To do:
[a] List every class name on the a element in the HTML snippet from the post about scraping news headlines.
[b] In the post about scraping news headlines, which keyword is used to show the expected output?
[c] Write the next part of the post about scraping news headlines, starting after its last sentence.

Extract provided:
+++++

I'm attempting to construct a scraper using Node.js that will allow me to extract news headlines from a huge number of websites (they are all different so I have to be as general as possible in my approach). I now have a functioning Python code that uses Beautiful Soup and regex to allow me to declare a set of keywords and return headlines that contain those keywords. A related sample of python code is provided below:
for items in soup(text=re.compile(r'\b(?:%s)\b' % '|'.join(keywords)))
To illustrate the expected output, lets assume there is a domain with news articles (Bellow is a html snippet containing a headline):
<a class="gs-c-promo-heading gs-o-faux-block-link__overlay-link gel-pica-bold nw-o-link-split__anchor" href="/news/uk-52773032"><h3 class="gs-c-promo-heading__title gel-pica-bold nw-o-link-split__text">Time to end Clap for Carers, says founder</h3></a>
The expected output given a keyword Time would be a string with a headline Time to end Clap for Carers
I'm wondering if it's possible to accomplish something similar using cheerio. What would be the best strategy in nodejs to get the similar results?

+++++

Data shown:
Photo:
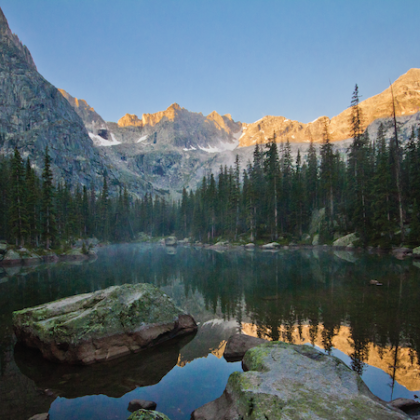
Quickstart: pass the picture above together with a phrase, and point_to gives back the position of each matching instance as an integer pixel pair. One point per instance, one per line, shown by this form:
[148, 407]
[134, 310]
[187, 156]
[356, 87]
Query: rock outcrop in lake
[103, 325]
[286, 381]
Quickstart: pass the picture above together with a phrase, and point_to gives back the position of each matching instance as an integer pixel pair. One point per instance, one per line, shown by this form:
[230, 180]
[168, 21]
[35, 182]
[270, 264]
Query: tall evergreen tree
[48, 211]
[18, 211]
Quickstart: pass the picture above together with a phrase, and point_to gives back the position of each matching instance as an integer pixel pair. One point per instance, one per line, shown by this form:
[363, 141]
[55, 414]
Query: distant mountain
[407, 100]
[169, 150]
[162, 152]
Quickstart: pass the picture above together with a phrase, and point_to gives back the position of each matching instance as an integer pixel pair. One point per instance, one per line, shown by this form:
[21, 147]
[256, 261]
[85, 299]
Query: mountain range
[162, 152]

+++++

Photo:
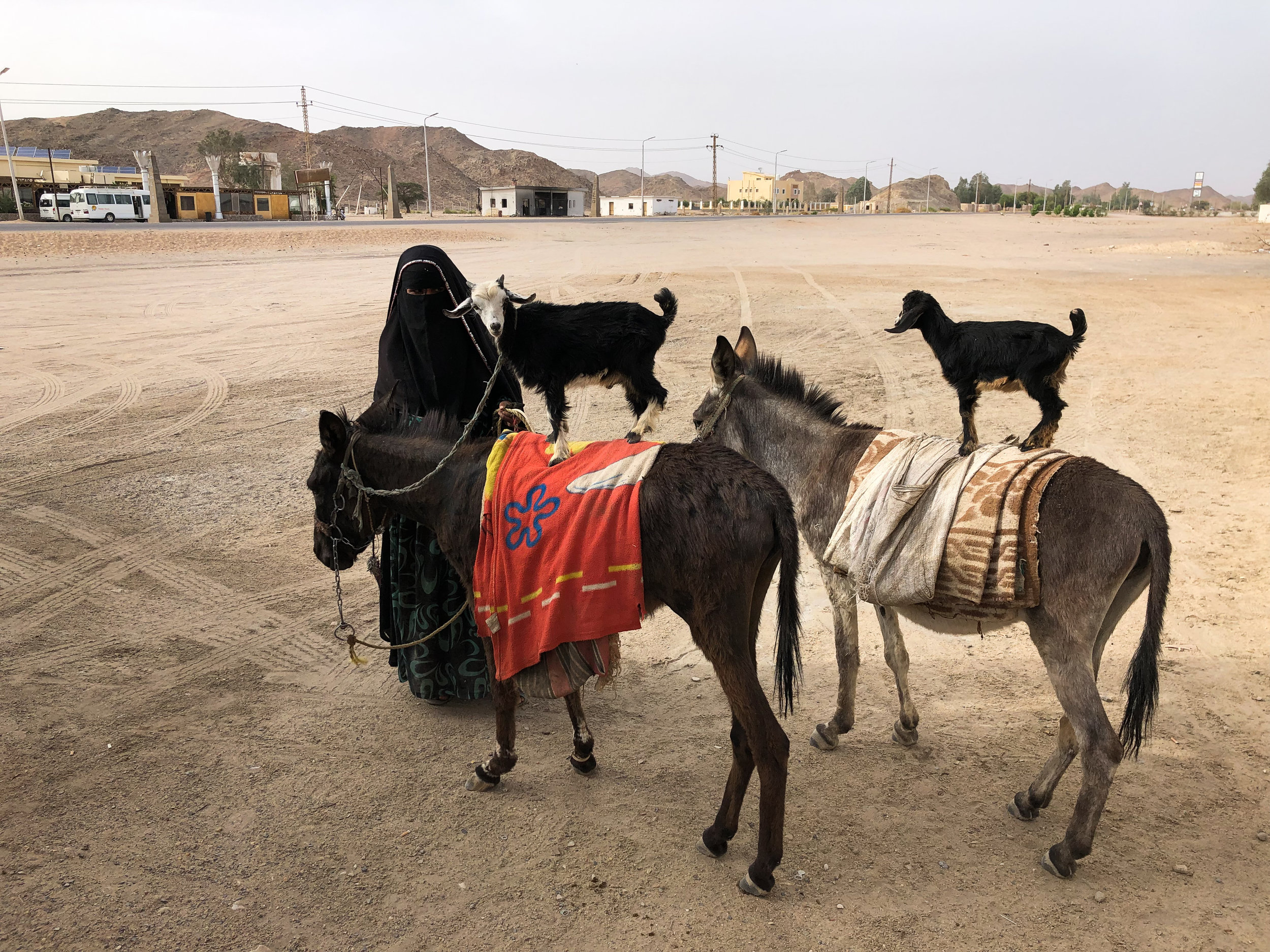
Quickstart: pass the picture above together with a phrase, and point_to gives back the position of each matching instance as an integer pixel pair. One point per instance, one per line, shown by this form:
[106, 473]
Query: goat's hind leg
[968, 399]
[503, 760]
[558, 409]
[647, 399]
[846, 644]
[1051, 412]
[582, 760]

+++++

Expected answers:
[a]
gs-c-promo-heading
gs-o-faux-block-link__overlay-link
gel-pica-bold
nw-o-link-split__anchor

[b] Time

[c]
EDIT: This is now working for me. On top of that, there are headlines that match. I also wanted to get the URLs of the posts.
function match_headlines($) {
const keywords = ['lockdown', 'quarantine'];
new RegExp('\\b[A-Z].*?' + "(" + test_keywords.join('|') + ")" +
'.*\\b', "g");
let matches = $('a').map((i, a) => {
let links = $(a).attr('href');
let match = $(a).text().match(regexPattern);
if (match !== null) {
let posts = {
headline: match['input'],
post_url: links
}
return posts
}
})
return matches.filter((x) => x !== null)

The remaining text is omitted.